### EXERCISE DETAILS:
Copy out every line below, including the worded ones, and offset each coordinate value in the answers by 105.

### DATA RECORDS:
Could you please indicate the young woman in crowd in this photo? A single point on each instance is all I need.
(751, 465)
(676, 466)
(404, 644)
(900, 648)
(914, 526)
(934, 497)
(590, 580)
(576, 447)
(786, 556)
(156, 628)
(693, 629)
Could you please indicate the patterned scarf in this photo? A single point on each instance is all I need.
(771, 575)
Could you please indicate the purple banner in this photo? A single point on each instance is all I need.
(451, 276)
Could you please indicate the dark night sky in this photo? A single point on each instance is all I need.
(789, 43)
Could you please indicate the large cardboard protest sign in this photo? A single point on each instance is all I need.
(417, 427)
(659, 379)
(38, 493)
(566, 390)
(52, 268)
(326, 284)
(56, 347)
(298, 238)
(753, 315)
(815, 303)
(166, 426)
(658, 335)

### COMPLETE RESPONSE:
Could you please indicate the young woman in crowd in this photo? A single point on each instance is all I need.
(856, 570)
(781, 571)
(509, 749)
(1005, 753)
(1019, 631)
(1039, 602)
(695, 685)
(681, 552)
(891, 661)
(261, 733)
(798, 734)
Could you please indicate the patterned scarf in this photo? A single point on each instance is all I need.
(876, 680)
Could you please indicate the purple banner in this photo? A single point on each instance is all I need.
(556, 381)
Could you please indicate the dark night sky in this photo? A single point on each instance is all I need.
(894, 148)
Could you please indicate the large cardboard protest sign in this photo? A single point on each instance is all I need.
(522, 532)
(764, 484)
(143, 598)
(671, 495)
(157, 373)
(431, 389)
(161, 452)
(403, 343)
(858, 420)
(920, 408)
(271, 531)
(763, 440)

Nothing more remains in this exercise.